----- LISTING
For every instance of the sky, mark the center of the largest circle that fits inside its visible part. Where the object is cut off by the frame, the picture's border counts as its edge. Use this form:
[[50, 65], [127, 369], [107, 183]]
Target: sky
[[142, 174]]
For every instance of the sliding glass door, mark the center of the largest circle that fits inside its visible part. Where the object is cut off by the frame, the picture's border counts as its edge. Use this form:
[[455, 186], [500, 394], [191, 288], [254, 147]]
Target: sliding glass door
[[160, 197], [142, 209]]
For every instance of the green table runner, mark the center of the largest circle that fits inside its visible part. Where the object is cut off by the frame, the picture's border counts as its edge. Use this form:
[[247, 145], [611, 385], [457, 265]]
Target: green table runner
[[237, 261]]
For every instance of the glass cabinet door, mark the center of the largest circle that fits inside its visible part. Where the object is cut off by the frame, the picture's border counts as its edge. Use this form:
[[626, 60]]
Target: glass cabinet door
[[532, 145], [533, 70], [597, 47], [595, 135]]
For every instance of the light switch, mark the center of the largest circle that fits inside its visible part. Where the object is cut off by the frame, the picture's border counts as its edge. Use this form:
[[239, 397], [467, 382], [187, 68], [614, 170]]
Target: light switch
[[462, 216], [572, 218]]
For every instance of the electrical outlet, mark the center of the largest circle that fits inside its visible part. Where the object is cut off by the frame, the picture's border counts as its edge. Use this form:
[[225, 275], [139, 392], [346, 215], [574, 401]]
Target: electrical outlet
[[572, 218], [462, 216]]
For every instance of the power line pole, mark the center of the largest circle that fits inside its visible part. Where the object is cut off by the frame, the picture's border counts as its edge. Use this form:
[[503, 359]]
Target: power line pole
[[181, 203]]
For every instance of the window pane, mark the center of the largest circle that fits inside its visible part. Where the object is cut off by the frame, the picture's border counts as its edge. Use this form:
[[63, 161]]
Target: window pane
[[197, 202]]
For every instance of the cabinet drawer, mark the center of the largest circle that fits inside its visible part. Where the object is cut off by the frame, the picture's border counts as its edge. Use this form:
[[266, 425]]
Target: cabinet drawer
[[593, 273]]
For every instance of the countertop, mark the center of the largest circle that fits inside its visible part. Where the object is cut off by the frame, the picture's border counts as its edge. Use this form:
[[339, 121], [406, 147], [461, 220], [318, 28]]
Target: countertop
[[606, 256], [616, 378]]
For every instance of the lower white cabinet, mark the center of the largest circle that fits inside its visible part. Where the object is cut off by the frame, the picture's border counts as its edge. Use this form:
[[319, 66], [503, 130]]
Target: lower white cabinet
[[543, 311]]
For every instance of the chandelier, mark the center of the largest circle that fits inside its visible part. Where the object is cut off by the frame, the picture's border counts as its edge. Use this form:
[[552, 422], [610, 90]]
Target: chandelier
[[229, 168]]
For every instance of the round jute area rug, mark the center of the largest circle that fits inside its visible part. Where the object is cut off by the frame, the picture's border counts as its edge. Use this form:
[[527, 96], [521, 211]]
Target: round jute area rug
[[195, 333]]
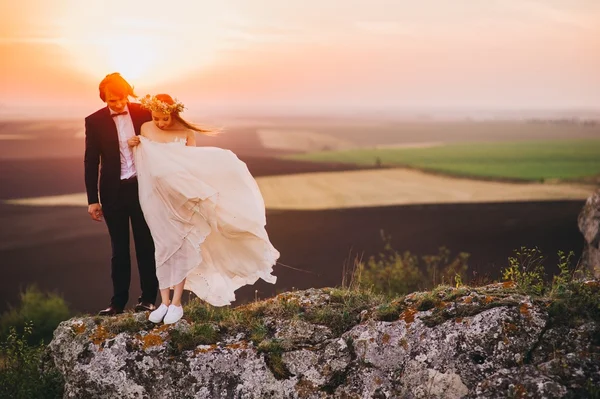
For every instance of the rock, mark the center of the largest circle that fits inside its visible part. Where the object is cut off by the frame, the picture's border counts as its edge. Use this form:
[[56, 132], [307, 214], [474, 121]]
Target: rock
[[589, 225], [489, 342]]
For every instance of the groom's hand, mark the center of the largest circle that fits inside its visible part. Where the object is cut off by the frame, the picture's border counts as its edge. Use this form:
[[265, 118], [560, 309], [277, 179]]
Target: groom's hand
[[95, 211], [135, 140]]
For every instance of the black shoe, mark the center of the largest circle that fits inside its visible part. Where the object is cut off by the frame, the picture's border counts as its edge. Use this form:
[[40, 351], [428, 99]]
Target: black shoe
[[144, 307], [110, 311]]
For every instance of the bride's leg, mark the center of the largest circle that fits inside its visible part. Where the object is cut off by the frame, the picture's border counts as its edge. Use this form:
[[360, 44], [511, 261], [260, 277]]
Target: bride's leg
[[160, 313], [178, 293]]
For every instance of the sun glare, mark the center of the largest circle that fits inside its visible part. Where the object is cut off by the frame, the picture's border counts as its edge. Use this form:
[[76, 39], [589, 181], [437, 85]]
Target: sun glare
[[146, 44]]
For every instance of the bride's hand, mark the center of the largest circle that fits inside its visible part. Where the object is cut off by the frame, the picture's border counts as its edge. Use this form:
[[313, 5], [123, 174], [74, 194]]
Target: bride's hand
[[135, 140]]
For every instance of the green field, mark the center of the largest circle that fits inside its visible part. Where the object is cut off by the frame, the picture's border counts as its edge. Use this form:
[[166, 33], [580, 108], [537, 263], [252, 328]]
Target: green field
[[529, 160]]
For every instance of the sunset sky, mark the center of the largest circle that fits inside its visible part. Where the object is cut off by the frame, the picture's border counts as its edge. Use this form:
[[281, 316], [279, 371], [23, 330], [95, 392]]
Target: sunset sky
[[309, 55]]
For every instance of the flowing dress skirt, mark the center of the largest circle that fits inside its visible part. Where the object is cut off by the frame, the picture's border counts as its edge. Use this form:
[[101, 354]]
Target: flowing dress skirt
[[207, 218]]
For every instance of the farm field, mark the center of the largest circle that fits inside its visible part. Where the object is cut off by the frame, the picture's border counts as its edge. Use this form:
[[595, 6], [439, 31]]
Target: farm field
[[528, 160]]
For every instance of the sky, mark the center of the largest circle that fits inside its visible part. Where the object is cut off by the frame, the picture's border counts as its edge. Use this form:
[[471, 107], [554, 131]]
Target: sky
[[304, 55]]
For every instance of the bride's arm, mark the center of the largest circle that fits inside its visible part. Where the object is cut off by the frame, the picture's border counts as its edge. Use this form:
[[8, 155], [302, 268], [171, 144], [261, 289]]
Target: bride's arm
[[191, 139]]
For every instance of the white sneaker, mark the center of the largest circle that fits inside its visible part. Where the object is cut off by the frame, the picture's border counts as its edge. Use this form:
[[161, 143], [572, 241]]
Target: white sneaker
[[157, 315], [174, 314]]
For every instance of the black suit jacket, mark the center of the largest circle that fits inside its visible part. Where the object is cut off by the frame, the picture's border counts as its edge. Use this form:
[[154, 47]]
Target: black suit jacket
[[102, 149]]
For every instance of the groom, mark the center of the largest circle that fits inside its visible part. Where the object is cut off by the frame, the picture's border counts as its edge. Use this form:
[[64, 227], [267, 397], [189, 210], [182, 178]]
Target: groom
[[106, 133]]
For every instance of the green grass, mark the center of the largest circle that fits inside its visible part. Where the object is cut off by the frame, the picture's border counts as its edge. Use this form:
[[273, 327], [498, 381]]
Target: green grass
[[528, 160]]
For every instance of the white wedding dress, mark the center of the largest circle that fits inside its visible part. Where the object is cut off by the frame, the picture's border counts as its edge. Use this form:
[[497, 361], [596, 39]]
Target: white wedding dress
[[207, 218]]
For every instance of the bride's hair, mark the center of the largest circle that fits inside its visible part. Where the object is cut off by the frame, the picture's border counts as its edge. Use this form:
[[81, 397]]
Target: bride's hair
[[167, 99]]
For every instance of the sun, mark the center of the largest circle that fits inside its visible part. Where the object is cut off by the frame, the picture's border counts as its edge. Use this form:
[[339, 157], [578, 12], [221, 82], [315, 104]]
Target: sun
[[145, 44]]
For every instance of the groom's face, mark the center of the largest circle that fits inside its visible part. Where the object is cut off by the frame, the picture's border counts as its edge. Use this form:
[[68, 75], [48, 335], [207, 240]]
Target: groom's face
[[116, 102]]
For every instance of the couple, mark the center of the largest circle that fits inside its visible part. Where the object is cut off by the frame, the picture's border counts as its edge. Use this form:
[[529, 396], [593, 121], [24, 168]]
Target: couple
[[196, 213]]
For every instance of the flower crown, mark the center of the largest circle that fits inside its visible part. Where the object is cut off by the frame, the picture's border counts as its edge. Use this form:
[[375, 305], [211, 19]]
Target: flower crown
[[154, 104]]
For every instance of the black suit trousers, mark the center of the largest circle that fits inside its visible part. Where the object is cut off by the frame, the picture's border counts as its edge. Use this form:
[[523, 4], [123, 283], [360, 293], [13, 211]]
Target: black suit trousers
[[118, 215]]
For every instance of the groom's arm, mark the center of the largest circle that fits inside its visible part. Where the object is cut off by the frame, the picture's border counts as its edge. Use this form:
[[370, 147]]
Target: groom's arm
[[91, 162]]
----------
◆ **PROBLEM TO SOLVE**
Find the line that contains "For every instance of the groom's face, mark" in the listing above. Retype it and every line after it up to the last, exactly, and nothing else.

◆ **SOLUTION TO THIS EXERCISE**
For every instance of the groom's face, mark the center of the largest circle that fits inside its visible part. Where the object is cut off by the frame, the picture's border counts as its edge. Use this form:
[[68, 75], [48, 335], [207, 240]]
Target: groom's face
[[116, 102]]
For every instance of the couple, mark the center of the largest circle that fits inside its visible part. Where the object is cut off by the frame, the picture's border counts as its edge. Use this form:
[[529, 396], [593, 121], [24, 168]]
Target: couple
[[196, 213]]
For every instance of the flower crown, mark the center of the largest circle that fits inside its visible part. Where the object is cut off by the frame, the picture's border counts as its edge. Use this form:
[[375, 305], [211, 19]]
Target: flower crown
[[154, 104]]
For every instance of the black suit trousers, mark the center of the largest circle that fits inside its visible part. Where the object is cut off by the frame, the picture's border counts as its edge. Use this form:
[[523, 4], [123, 283], [360, 293], [13, 211]]
Target: black suit trousers
[[118, 215]]
For every instance of the groom's arm, mark the center of the largest circle that fits inside its visible part. Where the object is cut off by the frame, the picture's border counts as its edge. Use this form:
[[370, 147]]
Target: groom's arm
[[91, 162]]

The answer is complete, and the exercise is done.